STATED EXERCISE:
Can you render every line of the records below as a Markdown table with the columns "Row" and "Line", numbering each row and leaving out blank lines?

— start of EXERCISE INPUT —

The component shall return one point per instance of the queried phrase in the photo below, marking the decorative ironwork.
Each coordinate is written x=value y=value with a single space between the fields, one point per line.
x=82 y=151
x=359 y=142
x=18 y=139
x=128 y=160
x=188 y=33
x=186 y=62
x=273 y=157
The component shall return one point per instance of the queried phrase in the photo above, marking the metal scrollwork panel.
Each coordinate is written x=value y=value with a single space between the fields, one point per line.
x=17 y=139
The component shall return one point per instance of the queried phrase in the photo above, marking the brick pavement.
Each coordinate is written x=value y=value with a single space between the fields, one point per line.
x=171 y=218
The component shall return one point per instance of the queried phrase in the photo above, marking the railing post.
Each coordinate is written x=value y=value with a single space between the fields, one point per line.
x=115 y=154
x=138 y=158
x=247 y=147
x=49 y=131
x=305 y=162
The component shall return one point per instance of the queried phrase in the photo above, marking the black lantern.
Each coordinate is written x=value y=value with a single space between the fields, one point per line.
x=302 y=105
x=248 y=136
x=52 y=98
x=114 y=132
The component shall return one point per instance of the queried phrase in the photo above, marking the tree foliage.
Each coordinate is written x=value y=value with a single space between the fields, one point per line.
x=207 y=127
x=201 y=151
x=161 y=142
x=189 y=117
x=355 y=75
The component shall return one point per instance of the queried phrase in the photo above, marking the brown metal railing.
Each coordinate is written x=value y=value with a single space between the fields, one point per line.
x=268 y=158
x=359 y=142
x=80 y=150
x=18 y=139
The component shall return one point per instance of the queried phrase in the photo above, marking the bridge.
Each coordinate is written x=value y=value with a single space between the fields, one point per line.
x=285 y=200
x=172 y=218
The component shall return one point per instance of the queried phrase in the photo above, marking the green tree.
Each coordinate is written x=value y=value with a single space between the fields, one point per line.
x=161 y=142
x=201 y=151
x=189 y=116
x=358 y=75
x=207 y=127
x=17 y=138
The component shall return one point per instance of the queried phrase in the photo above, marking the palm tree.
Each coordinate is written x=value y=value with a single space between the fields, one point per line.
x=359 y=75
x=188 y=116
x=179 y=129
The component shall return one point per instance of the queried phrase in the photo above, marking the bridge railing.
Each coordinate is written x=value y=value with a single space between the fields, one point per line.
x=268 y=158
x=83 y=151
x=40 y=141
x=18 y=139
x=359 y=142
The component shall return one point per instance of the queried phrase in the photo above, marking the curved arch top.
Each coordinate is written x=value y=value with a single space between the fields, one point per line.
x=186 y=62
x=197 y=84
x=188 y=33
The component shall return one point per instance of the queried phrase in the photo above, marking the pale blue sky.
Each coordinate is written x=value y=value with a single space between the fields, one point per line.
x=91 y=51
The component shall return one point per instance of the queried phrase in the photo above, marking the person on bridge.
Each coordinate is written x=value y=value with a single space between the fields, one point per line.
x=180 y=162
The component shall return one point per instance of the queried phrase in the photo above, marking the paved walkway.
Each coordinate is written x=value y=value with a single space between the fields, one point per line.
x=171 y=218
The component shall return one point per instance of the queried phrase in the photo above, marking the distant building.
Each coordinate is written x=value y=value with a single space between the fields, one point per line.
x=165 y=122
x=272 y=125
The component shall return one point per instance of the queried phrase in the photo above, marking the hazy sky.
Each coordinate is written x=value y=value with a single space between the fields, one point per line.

— end of EXERCISE INPUT —

TASK ANSWER:
| Row | Line |
|---|---|
| 1 | The component shall return one point per instance of the queried phrase in the photo below, marking the decorative ironwork. |
| 2 | Each coordinate is written x=value y=value with a single space between the fields, one point per line. |
| 3 | x=82 y=151 |
| 4 | x=359 y=142 |
| 5 | x=18 y=139 |
| 6 | x=128 y=160 |
| 7 | x=188 y=33 |
| 8 | x=186 y=62 |
| 9 | x=273 y=157 |
| 10 | The component shall return one point per instance of the queried phrase in the photo above, marking the metal scrollwork panel. |
| 11 | Each coordinate is written x=value y=value with a single space between the fields, one point per line. |
| 12 | x=17 y=139 |
| 13 | The component shall return one point per instance of the queried phrase in the photo above, marking the brick pavement. |
| 14 | Each coordinate is written x=value y=value with a single space between the fields, one point per line. |
| 15 | x=171 y=218 |
| 16 | The component shall return one point per instance of the queried phrase in the photo above, marking the railing post. |
| 17 | Each coordinate is written x=value y=value with a single space between the fields, one point per line. |
| 18 | x=115 y=154 |
| 19 | x=138 y=158 |
| 20 | x=247 y=147 |
| 21 | x=49 y=131 |
| 22 | x=305 y=162 |
| 23 | The component shall return one point per instance of the queried phrase in the photo above, marking the black lantern. |
| 24 | Each coordinate is written x=value y=value with a single space between the fields, one point per line. |
| 25 | x=302 y=105 |
| 26 | x=248 y=136 |
| 27 | x=52 y=98 |
| 28 | x=114 y=132 |
| 29 | The component shall return one point per instance of the queried phrase in the photo above, marking the tree foliage. |
| 30 | Each coordinate is written x=value y=value with a single space between the fields, one point per line. |
| 31 | x=207 y=127 |
| 32 | x=201 y=151 |
| 33 | x=161 y=142 |
| 34 | x=189 y=117 |
| 35 | x=355 y=75 |
| 36 | The component shall return one point per instance of the queried phrase in the photo above, marking the brown metal railing. |
| 37 | Each coordinate is written x=value y=value with a single space between the fields, one point per line. |
| 38 | x=268 y=158 |
| 39 | x=359 y=142 |
| 40 | x=80 y=150 |
| 41 | x=18 y=139 |
| 42 | The component shall return one point per instance of the queried phrase in the photo above, marking the bridge. |
| 43 | Each coordinate is written x=value y=value with a single space between the fields, one point per line. |
| 44 | x=285 y=200 |
| 45 | x=172 y=218 |
| 46 | The component shall return one point per instance of the queried phrase in the photo above, marking the green tree. |
| 47 | Each coordinate is written x=value y=value with a single space between the fields, one point per line. |
| 48 | x=161 y=142 |
| 49 | x=201 y=151 |
| 50 | x=189 y=116 |
| 51 | x=358 y=75 |
| 52 | x=207 y=127 |
| 53 | x=17 y=138 |
| 54 | The component shall return one point per instance of the queried phrase in the photo above, marking the palm tree. |
| 55 | Each coordinate is written x=value y=value with a single space between the fields, one point per line. |
| 56 | x=359 y=75 |
| 57 | x=188 y=116 |
| 58 | x=179 y=129 |
| 59 | The component shall return one point per instance of the queried phrase in the photo above, marking the bridge railing. |
| 60 | Each coordinate is written x=value y=value with a single space between the fields, one point per line. |
| 61 | x=268 y=158 |
| 62 | x=83 y=151 |
| 63 | x=40 y=141 |
| 64 | x=18 y=139 |
| 65 | x=359 y=142 |
| 66 | The component shall return one point per instance of the queried phrase in the photo above, marking the curved arch top. |
| 67 | Each coordinate is written x=value y=value with a single space between the fields, one point per line. |
| 68 | x=186 y=62 |
| 69 | x=197 y=84 |
| 70 | x=188 y=33 |
| 71 | The component shall return one point per instance of the queried phrase in the photo above, marking the pale blue sky. |
| 72 | Each coordinate is written x=value y=value with a single space between the fields, one point per line. |
| 73 | x=91 y=51 |
| 74 | The component shall return one point per instance of the queried phrase in the photo above, marking the person on bridge. |
| 75 | Each coordinate is written x=value y=value with a single space between the fields, one point per line. |
| 76 | x=180 y=162 |
| 77 | The component shall return one point per instance of the queried phrase in the photo above, marking the paved walkway. |
| 78 | Each coordinate is written x=value y=value with a single space between the fields, one point per line. |
| 79 | x=171 y=218 |
| 80 | The component shall return one point per instance of the queried phrase in the photo above, marking the distant building. |
| 81 | Each coordinate is written x=value y=value with a single space between the fields, one point per line. |
| 82 | x=165 y=122 |
| 83 | x=272 y=125 |
| 84 | The component shall return one point per instance of the queried phrase in the photo above, marking the hazy sky. |
| 85 | Each coordinate is written x=value y=value with a single space between the fields, one point per line. |